● **SELECTED TEXT**
18.  But does that explanation of unbelief really suffice, obvious though it seems? If that is all that drives people to discount biblical history, then why all the grand talk about their being scandalized by the gospel? After all, what is scandalous about the gospel is not only our Lord’s resurrection but prior to that, says Paul, His crucifixion. Still, only a few eccentrics disbelieve that. Offhand, a crucifixion is not really that extraordinary – that is, not unless there is something about unbelievers themselves which made both crucifixion and resurrection necessary! But then that is what taxes men’s credulity: not Jesus’ rising as such, nor His dying, but rather our own need of them – our need of Him. Disbelieving that does not stem from historical criticism. People disbelieve an incredible historical claim, not merely because it is unusual but also because there seems to be no need which requires such unusual happenings. Jesus’ resurrection is not only extraordinary, it seems unwarranted – unwarranted, by anything in your situation and mine. But once you add that, then even Jesus’ crucifixion is unbelievable. That unbelief is the vertical gap. And it is that unbelief, not historical criticism, which “doing theology” must overcome.

19.  Once again the confessions provide precedent. In the Apology of the Augsburg Confession, especially in Article IV, a recurrent counter-argument against the Roman Confutatores is that they render Christ “unnecessary.” Not that they deny Christ’s historia. (What good Catholic would ever deny that!) On the contrary, they affirm it all, including every last assertion of the Nicene-Chalcedonian christology, as the signatories of the Augustana of course did, too. The trouble, though, with the Roman accusers was that they denied the biblical sola fide. And it was that denial of theirs which obviated any need of Christ. For all their high-flown christological subscription, their actual, working soteriology did not in fact make “use” of that Christ. It let him go to waste – or let him, as Paul said, die in vain – as though he had never needed to exist at all. After that it is immaterial, at least theologically immaterial, what you believe about his history.

● **WRITTEN TASK**
Carry the passage on unbelief and the Apology of the Augsburg Confession forward from its final sentence.

● **COLLECTED DATA**
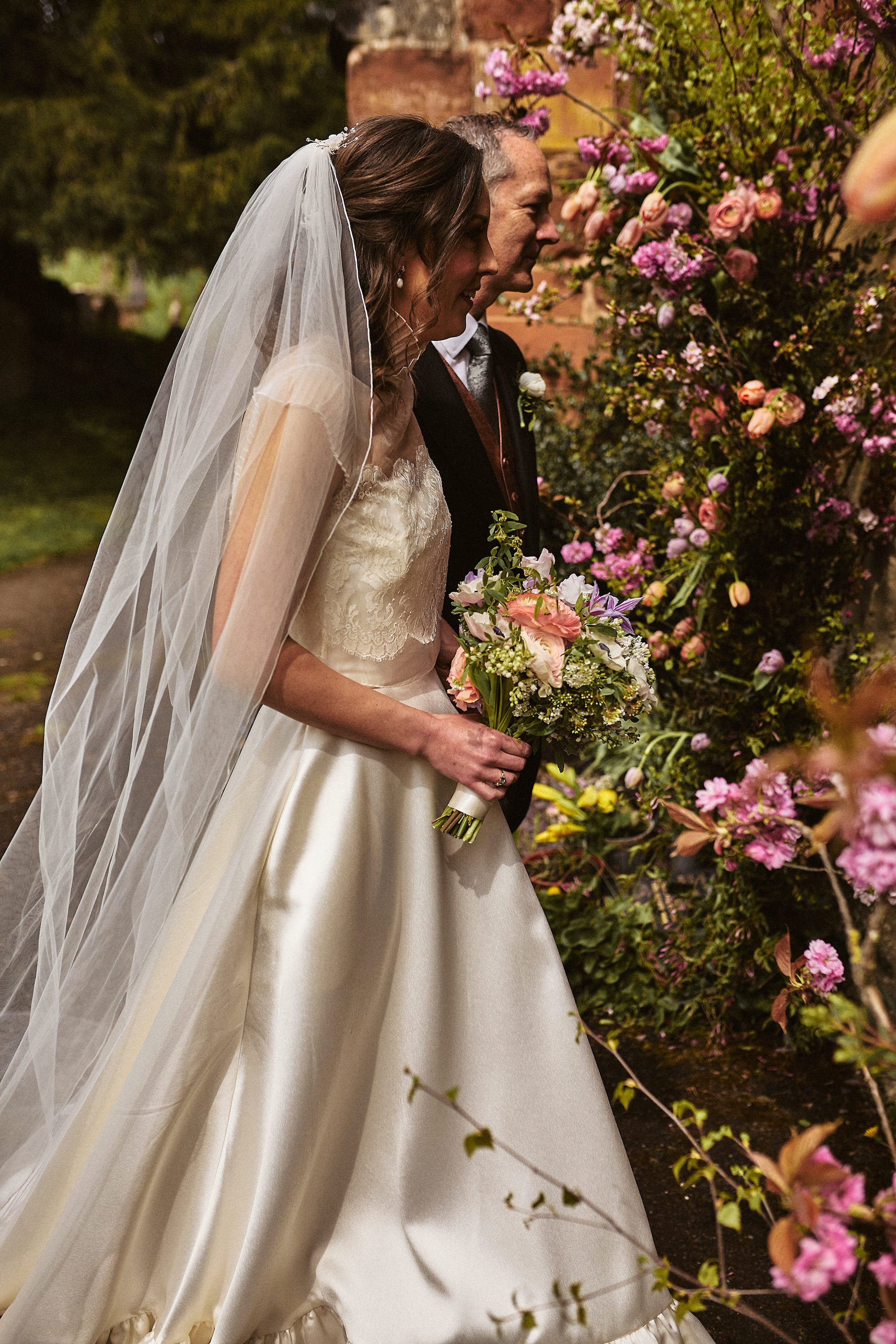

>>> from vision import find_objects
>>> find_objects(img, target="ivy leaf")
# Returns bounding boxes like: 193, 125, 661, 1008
463, 1126, 494, 1157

● **RESPONSE TO THIS TASK**
20.  Accordingly, the highest criterion of “doing theology” is so to do it as to show the need of Christ. It is not enough to affirm him, no matter how biblically. Theologies which are merely nominally Christian can do that. No, everything depends on whether those theologies, in all they say, can show cause for Christ’s coming as He came and doing as He did. Failing that, all their assertions about His historia reduce to mere fides historica, which in itself is a form of unbelief.

21.  This staggering demand upon theology – and every preacher can sympathize with how staggering it truly is – would in our day fall particularly upon that branch of theology called systematics. It may well be, therefore, that the modern historical mind is encouraged in its unbelief of biblical history, not just because biblical historical have failed to attest it but also because systematicians have failed intelligibly to show need of it. If so, that augments the already massive proof that “doing (systematic) theology” is especially in line for improvement.

22. The confessions’ “systematic” par excellence for showing the need of Christ, for “using” him in all his historicality, takes the form there of a hermeneutical procedure: the distinguishing and relating of Scripture’s law and promise (or gospel). Not that Scripture itself always and explicitly distinguishes these two motifs. More often than not, perhaps, it does not. In fact, that may well be part of Scripture’s special genius, namely, that is trans-mits (tradere) the legal and promissory streams of God’s Word in such an already faithful coordination that it has no need of dividing them.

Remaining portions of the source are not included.